Stampa senza modifiche la parte del brano sull'economia sammarinese che va da "Fatte le dovute" fino a "che sta attraversando." compreso.

Brano di lettura:

>>>>

Siamo altrettanto consapevoli che la nostra economia è agganciata a quella italiana, che oggi non è purtroppo una locomotiva.

Ma se i nostri colleghi italiani lamentano la lentezza della crescita, noi non possiamo certo gioire della nostra che è nell’ordine dell’1/1,5%. Le previsioni che ci riguardano, poi, sono di un rallentamento ulteriore, con l’aggravante di un debito pubblico che rischia di diventare insostenibile.

Fatte le dovute proporzioni, saremmo noi il fanalino di coda dell’Europa!

Il quadro non è incoraggiante, ma non possiamo permetterci di desistere. Anzi questo è il momento di dimostrare quanto valiamo, di gridare al mondo che, nonostante il quadro di San Marino sembri così sconfortante, tuttavia ha in sé il potenziale per capovolgere in positivo la sfavorevole congiuntura che sta attraversando.

Abbiamo una economia reale, fatta di aziende che occupano migliaia di dipendenti e che per restare competitive investono continuamente e generano fatturati importanti. Il Dottor Selva ci ha appena illustrato il rapporto su un campione significativo di aziende associate che, per dimensione del fatturato e numero di addetti, rappresentano efficacemente il valore del comparto manifatturiero sammarinese.

Approfitto per ringraziare tutte le aziende che ci hanno aiutato in questo progetto, condividendo i loro dati e rispondendo con diligenza ai questionari. Il loro aiuto ci ha permesso di sviluppare questo importante monitoraggio.

Dai dati proposti salta agli occhi che è questa economia reale a tenere in piedi il Paese!

Non solo: queste imprese crescono. E crescono non grazie al Paese, ma nonostante tutte le sue limitazioni e i suoi problemi.

Dall’analisi dei dati è facile capire dove sarebbe utile intervenire:

– abbiamo visto come le nostre aziende investono in risorse umane e come assumono ogni anno nuove competenze per svilupparsi, quindi ci aspettiamo che il mercato del lavoro e le politiche di sostegno al lavoro vadano in questa direzione;

– abbiamo constatato che più si investe in organizzazione interna, in formazione e in innovazione, più le aziende crescono. Va da sé che, se di vero sviluppo si vuole parlare, occorrono interventi volti a favorire questa tipologia di investimenti.

Altro tema saliente è l’utilizzo dei capitali: il più delle volte si tratta di capitali propri perché mai come oggi l’accesso al credito è stato tanto impervio. Non solo costoso ma anche non sempre disponibile. Questo non ha impedito alle nostre aziende di crescere comunque e di raggiungere livelli di redditività di tutto rispetto. Un esempio trainante della volontà, della passione e del coraggio degli imprenditori.

<<<<

Righe di dati:
>>>>

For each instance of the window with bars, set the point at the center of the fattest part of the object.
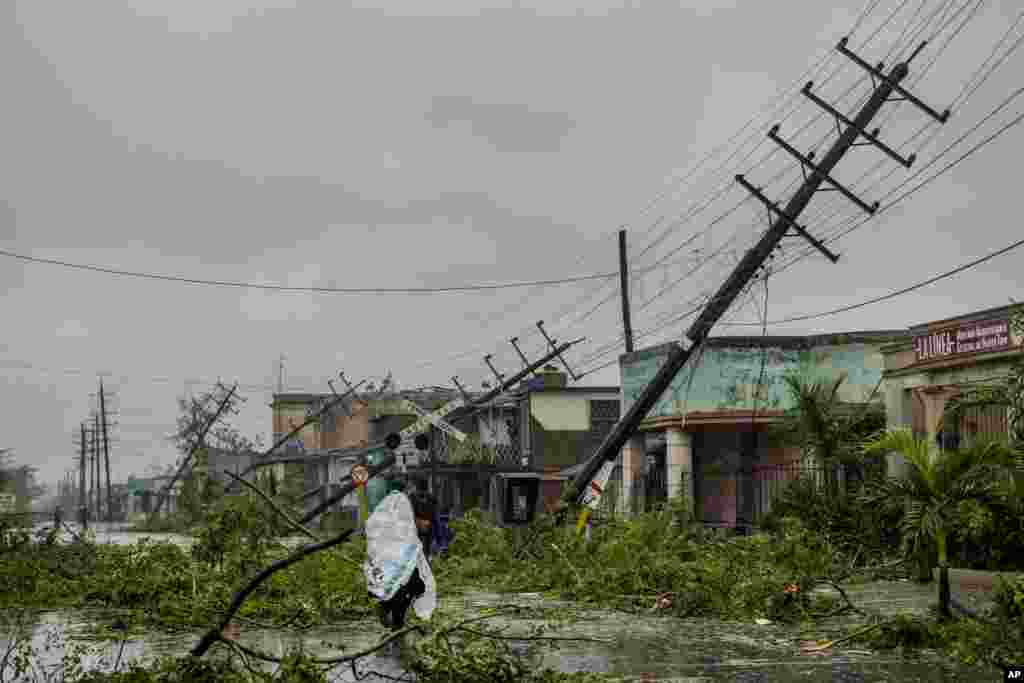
(603, 416)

<<<<

Risultato:
Fatte le dovute proporzioni, saremmo noi il fanalino di coda dell’Europa!

Il quadro non è incoraggiante, ma non possiamo permetterci di desistere. Anzi questo è il momento di dimostrare quanto valiamo, di gridare al mondo che, nonostante il quadro di San Marino sembri così sconfortante, tuttavia ha in sé il potenziale per capovolgere in positivo la sfavorevole congiuntura che sta attraversando.